#### [TASK TO CARRY OUT]
Can you lay out every line of the listing below as a JSON list of strings, one string per line, with blank lines dropped and the pictures left out?
** START OF STORED ROWS **
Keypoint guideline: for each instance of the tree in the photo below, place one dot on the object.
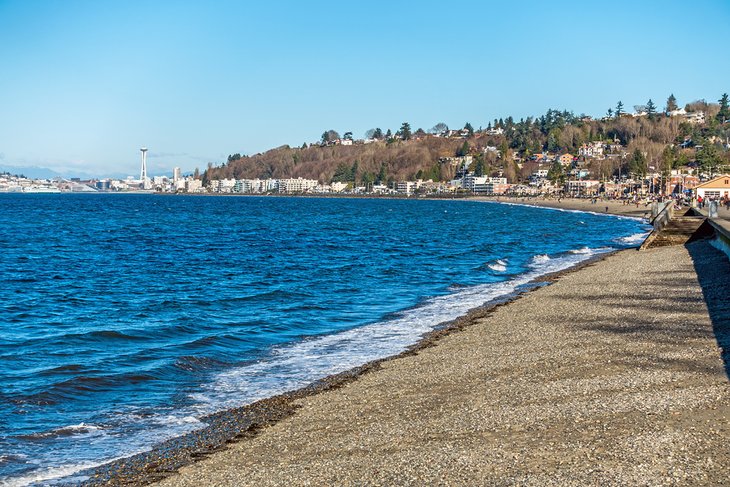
(671, 104)
(637, 163)
(708, 158)
(342, 174)
(479, 166)
(353, 172)
(556, 173)
(382, 175)
(650, 108)
(329, 136)
(463, 150)
(405, 131)
(724, 113)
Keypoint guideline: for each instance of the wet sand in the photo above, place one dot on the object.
(614, 207)
(613, 375)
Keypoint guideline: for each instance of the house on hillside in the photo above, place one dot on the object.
(696, 118)
(715, 188)
(566, 160)
(591, 149)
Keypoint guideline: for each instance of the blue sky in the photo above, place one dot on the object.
(85, 84)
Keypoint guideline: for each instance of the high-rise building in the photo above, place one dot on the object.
(146, 183)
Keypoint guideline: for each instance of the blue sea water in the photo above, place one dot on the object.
(124, 319)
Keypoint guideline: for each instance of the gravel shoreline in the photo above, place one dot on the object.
(610, 376)
(529, 393)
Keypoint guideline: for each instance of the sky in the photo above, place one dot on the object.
(85, 84)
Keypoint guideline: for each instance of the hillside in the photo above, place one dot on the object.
(664, 141)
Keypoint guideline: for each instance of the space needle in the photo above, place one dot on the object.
(143, 174)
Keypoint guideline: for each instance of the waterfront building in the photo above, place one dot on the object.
(298, 185)
(715, 188)
(193, 185)
(582, 186)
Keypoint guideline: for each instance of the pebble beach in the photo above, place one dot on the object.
(611, 375)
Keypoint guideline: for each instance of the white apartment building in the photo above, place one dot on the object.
(298, 185)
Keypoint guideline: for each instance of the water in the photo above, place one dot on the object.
(126, 318)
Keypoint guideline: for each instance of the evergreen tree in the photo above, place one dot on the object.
(382, 176)
(463, 150)
(353, 172)
(479, 166)
(637, 163)
(724, 113)
(708, 158)
(329, 136)
(556, 174)
(405, 131)
(671, 104)
(650, 108)
(342, 174)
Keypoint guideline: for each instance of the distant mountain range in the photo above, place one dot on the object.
(36, 172)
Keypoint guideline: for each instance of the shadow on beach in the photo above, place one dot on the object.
(713, 272)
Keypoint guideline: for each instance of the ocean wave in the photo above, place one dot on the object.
(566, 210)
(498, 265)
(632, 239)
(65, 431)
(539, 259)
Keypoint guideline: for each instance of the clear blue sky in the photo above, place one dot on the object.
(85, 84)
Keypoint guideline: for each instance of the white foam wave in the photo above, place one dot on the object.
(294, 366)
(632, 239)
(53, 475)
(566, 210)
(290, 367)
(498, 266)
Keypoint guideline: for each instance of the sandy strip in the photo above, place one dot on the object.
(610, 376)
(608, 206)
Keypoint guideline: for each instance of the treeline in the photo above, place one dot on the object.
(660, 139)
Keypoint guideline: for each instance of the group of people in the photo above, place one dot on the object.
(723, 201)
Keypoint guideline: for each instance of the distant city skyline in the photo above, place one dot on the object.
(86, 84)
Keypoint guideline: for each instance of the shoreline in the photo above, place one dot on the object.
(584, 382)
(245, 422)
(234, 424)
** END OF STORED ROWS **
#### [CORRECT RESPONSE]
[
  "Keypoint guideline: for each instance of the tree in the photo below, place one dot on the object.",
  "(671, 104)",
  "(637, 163)",
  "(708, 158)",
  "(342, 174)",
  "(479, 166)",
  "(353, 172)",
  "(556, 173)",
  "(382, 175)",
  "(650, 108)",
  "(329, 136)",
  "(463, 150)",
  "(405, 131)",
  "(724, 113)",
  "Keypoint guideline: for each instance of the wet sand in the photo above, place one dot on the object.",
  "(614, 207)",
  "(613, 375)",
  "Keypoint guideline: for each instance of the house on hillside in the photo above, place one dot on the object.",
  "(696, 118)",
  "(715, 188)",
  "(566, 160)",
  "(591, 149)",
  "Keypoint guideline: for each instance of the blue sky in the photo above, place one dot on the object.",
  "(85, 84)",
  "Keypoint guideline: for each instance of the high-rise building in the photo above, place one dot on the object.",
  "(146, 183)",
  "Keypoint guideline: for each instance of the blue sea water in the photo above, place one dot on the object.",
  "(124, 319)",
  "Keypoint guideline: for each instance of the gravel shoreline in the photo above, place one dot on the object.",
  "(610, 376)",
  "(529, 393)",
  "Keypoint guideline: for each instance of the sky in the photo above, place one dot on the object.",
  "(85, 84)",
  "Keypoint guideline: for each instance of the hillside in the photo above, place one dot on the object.",
  "(664, 141)",
  "Keypoint guideline: for each instance of the space needle in the photo above, place one dot on the object.",
  "(143, 174)",
  "Keypoint guideline: for each instance of the waterfront building in the photo above, place one dot on the object.",
  "(298, 185)",
  "(715, 188)",
  "(193, 185)",
  "(582, 186)",
  "Keypoint guideline: for each instance of the pebble beach in the photo above, place one dot on the object.",
  "(611, 375)",
  "Keypoint guideline: for each instance of the white apartment building in the photo above, place one dot on the object.",
  "(298, 185)",
  "Keypoint guideline: for each instance of the water in the photo above, place one dot on the object.",
  "(126, 318)",
  "Keypoint guideline: for each instance of the evergreen tree in the photo above, place one dot on the object.",
  "(382, 176)",
  "(463, 150)",
  "(353, 172)",
  "(479, 166)",
  "(637, 163)",
  "(724, 113)",
  "(708, 158)",
  "(329, 136)",
  "(556, 174)",
  "(405, 131)",
  "(671, 104)",
  "(650, 108)",
  "(342, 174)",
  "Keypoint guideline: for each instance of the distant mountain range in the photo above, place one dot on the object.",
  "(36, 172)",
  "Keypoint guideline: for each instance of the shadow on beach in the photo above, place one dot on the object.",
  "(713, 272)",
  "Keypoint guideline: for each instance of the ocean wave in the photo above, place one dot on the object.",
  "(566, 210)",
  "(498, 265)",
  "(632, 239)",
  "(65, 431)",
  "(539, 259)",
  "Keypoint guideline: for each instance of the clear blue sky in the photo above, place one dot on the object.",
  "(85, 84)",
  "Keypoint guideline: for each instance of the white foam wave in the photo above, place one dot on the object.",
  "(294, 366)",
  "(632, 239)",
  "(53, 475)",
  "(566, 210)",
  "(290, 367)",
  "(498, 266)",
  "Keypoint guideline: for each instance of the sandy strip in the photo above, place one dot on the object.",
  "(610, 376)",
  "(608, 206)",
  "Keypoint guideline: for each instance of the treeline in the photo above, place one dot on the object.",
  "(660, 139)",
  "Keypoint guideline: for each instance of the group of people in the photo above, place one dot on the object.",
  "(723, 201)",
  "Keypoint guideline: for each instance of the distant city skyline in the photo above, place one dot on the object.",
  "(86, 84)",
  "Keypoint guideline: for each instance of the shoreline in the photo above, place one dot on the object.",
  "(584, 382)",
  "(245, 422)",
  "(234, 424)"
]